* [TASK INSTRUCTIONS] Type out the records again, exactly as they are.

* [Natural language region descriptions]
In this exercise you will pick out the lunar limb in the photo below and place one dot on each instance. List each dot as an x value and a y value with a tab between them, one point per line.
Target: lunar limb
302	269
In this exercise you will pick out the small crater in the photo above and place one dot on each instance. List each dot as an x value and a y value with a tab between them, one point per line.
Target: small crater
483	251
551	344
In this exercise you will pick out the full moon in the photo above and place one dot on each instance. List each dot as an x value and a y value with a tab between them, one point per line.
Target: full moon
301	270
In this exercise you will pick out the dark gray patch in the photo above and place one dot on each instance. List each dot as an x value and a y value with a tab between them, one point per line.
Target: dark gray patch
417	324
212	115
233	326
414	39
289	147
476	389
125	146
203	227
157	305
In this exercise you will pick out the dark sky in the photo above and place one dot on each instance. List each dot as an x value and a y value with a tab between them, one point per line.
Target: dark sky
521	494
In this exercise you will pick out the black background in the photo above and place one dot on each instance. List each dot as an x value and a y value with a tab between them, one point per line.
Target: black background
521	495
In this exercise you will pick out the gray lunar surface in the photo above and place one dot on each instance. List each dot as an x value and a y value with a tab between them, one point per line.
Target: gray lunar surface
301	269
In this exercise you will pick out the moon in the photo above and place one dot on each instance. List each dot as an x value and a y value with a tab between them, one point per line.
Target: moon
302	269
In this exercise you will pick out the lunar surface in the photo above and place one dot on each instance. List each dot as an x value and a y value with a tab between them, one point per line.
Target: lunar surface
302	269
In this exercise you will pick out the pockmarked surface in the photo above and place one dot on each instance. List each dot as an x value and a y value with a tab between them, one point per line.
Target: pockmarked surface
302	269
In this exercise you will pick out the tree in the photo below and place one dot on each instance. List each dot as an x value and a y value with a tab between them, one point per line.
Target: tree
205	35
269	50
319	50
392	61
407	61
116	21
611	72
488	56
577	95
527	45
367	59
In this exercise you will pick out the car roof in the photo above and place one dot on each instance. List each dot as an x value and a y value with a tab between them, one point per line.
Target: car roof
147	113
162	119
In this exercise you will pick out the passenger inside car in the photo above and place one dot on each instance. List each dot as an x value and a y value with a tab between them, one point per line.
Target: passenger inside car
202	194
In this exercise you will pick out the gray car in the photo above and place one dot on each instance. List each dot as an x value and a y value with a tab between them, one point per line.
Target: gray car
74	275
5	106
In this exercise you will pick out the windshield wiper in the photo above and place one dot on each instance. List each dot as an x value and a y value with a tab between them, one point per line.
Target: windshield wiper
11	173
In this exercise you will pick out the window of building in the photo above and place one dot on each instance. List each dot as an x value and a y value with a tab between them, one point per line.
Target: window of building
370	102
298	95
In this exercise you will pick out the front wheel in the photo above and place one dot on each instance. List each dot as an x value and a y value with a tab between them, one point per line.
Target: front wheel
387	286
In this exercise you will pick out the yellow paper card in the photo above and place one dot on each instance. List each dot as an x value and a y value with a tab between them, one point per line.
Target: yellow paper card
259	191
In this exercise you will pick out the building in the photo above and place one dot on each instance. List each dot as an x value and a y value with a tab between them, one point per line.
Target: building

* [ANSWER TO THE PROBLEM]
In this exercise you will pick out the lunar limb in the photo below and place one dot on each instance. List each dot as an x value and a y value with a tab between them, one point per line.
Target: lunar limb
302	269
In this exercise you will pick out the small crater in the photo above and place one dot on each instance. List each dot as an x value and a y value with a tab between them, one point per line.
Target: small crater
483	251
551	344
In this exercise you will pick out the full moon in the photo above and place one dot on each instance. List each dot as an x value and a y value with a tab between them, one point per line.
Target: full moon
301	270
In this exercise you will pick out the dark gray patch in the photo above and place one dot on each instance. List each dot as an x value and a y value with a tab between them, one point per line.
Target: dark gray patch
417	324
212	115
233	326
414	39
289	147
476	389
125	146
203	227
157	305
In this exercise you will pick out the dark sky in the photo above and place one dot on each instance. List each dot as an x value and a y value with a tab between them, one point per line.
Target: dark sky
521	494
In this exercise you will pick out the black background in the photo above and place one dot on each instance. List each dot as an x value and a y value with a tab between them, one point per line.
Target: black background
521	495
In this exercise you will pick out the gray lunar surface in the photo above and place one dot on each instance. List each dot as an x value and a y value with a tab between them, one point per line.
Target: gray lunar surface
301	269
In this exercise you will pick out the moon in the photo above and place one dot on each instance. List each dot as an x value and a y value with a tab between them, one point per line.
Target: moon
302	269
In this exercise you will pick out the lunar surface in the photo above and place one dot on each instance. List each dot as an x value and a y value with a tab between them, one point per line.
Target: lunar surface
302	269
In this exercise you will pick out the pockmarked surface in the photo above and place one dot on each instance. List each dot as an x value and a y value with a tab between them, one point per line.
Target: pockmarked surface
302	269
In this exercise you will pick out the tree in the photo below and place one dot on each instance. List each dot as an x value and a y value with a tab between them, one point per line.
Target: tree
205	35
269	50
319	50
392	61
407	61
116	21
611	72
488	56
577	95
527	45
367	59
In this exercise you will pick out the car roof in the photo above and place one dot on each instance. List each dot as an x value and a y value with a tab between them, one point per line.
Target: car roof
147	113
162	119
In this exercise you will pick out the passenger inside car in the photo above and place one dot on each instance. List each dot as an x value and a y value with a tab between them, one point per line.
Target: passenger inside car
202	194
In this exercise you will pick out the gray car in the photo above and place one dot on each instance. List each dot as an x value and a y value with a tab between them, one point per line.
Target: gray car
74	275
5	106
In this exercise you will pick out the windshield wiper in the photo above and place one dot on each instance. List each dot as an x value and a y value with a tab between them, one point per line.
Target: windshield wiper
11	173
In this exercise you will pick out the window of building in the photo above and place one dot on each instance. List each dot as an x value and a y value with a tab between them, one point per line.
Target: window of building
370	102
298	95
In this exercise you will pick out the front wheel in the photo above and place one dot on each instance. List each dot as an x value and a y value with a tab between them, one point per line.
Target: front wheel
387	286
In this exercise you will pick out the yellow paper card in the photo above and place one dot on each instance. List each dot as an x value and a y value with a tab between them, one point per line.
Target: yellow paper card
259	191
In this exercise you will pick out the building in the photo above and place one dot on each instance. List each dot as an x value and a y value with a tab between them, one point per line.
Target: building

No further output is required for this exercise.